» YOUR ASSIGNMENT: What the answer must contain is every line of the records, exactly, with no pictures.

» SUPPLIED INFORMATION:
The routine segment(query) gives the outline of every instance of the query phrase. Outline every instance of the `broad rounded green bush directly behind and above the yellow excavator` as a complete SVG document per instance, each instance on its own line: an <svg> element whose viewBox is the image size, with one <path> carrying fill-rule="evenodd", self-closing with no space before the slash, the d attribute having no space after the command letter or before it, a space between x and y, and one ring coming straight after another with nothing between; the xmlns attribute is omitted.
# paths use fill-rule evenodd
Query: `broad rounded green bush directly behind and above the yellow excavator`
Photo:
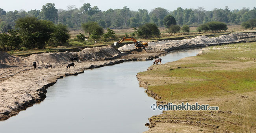
<svg viewBox="0 0 256 133"><path fill-rule="evenodd" d="M140 26L136 33L138 36L147 39L152 36L158 37L160 35L160 30L158 29L156 24L147 23Z"/></svg>

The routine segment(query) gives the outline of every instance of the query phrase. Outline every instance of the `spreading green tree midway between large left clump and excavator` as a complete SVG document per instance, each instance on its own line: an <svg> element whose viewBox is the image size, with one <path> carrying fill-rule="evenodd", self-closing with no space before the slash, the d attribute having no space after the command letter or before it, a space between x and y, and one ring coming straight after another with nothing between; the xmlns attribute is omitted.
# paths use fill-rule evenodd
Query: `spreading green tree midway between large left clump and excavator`
<svg viewBox="0 0 256 133"><path fill-rule="evenodd" d="M103 34L103 28L98 25L96 22L87 22L82 24L82 29L85 31L85 33L89 33L88 39L90 35L93 33L96 35L96 38Z"/></svg>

» EXERCISE RESULT:
The routine segment(query) gives the outline of every instance of the query phrase. Outline every instance of the `broad rounded green bush directly behind and above the yellow excavator` as a complete SVG document per instance, each instance on its own line: an <svg> element whose viewBox is the image size, with one <path> carrying fill-rule="evenodd", self-closing with no space before the slash, the d attribute having no space after the command letter or before it, a space between x and y, and one ring coming straight after another with nothing between; the xmlns attribute is omitted.
# paths use fill-rule evenodd
Query: `broad rounded green bush directly behind and above the yellow excavator`
Photo:
<svg viewBox="0 0 256 133"><path fill-rule="evenodd" d="M140 26L136 33L138 36L147 39L152 36L158 37L160 35L160 30L158 29L156 24L147 23Z"/></svg>

The routine segment(query) gives the outline of every instance of the query phrase. Outline every instance of the `spreading green tree midway between large left clump and excavator` as a complete SVG document per instance, each instance on its own line: an <svg> element whose viewBox is the image size, with one <path> carrying fill-rule="evenodd", self-closing with no space before the slash, the d attribute having no space after the command letter or before it, a space between x and y, and one ring coming straight after another with nothing between; the xmlns attribute is omitted.
# paths use fill-rule evenodd
Query: `spreading green tree midway between large left clump and excavator`
<svg viewBox="0 0 256 133"><path fill-rule="evenodd" d="M103 34L103 28L98 25L96 22L87 22L82 24L82 29L85 31L85 33L89 33L88 39L90 35L93 33L96 35L96 38Z"/></svg>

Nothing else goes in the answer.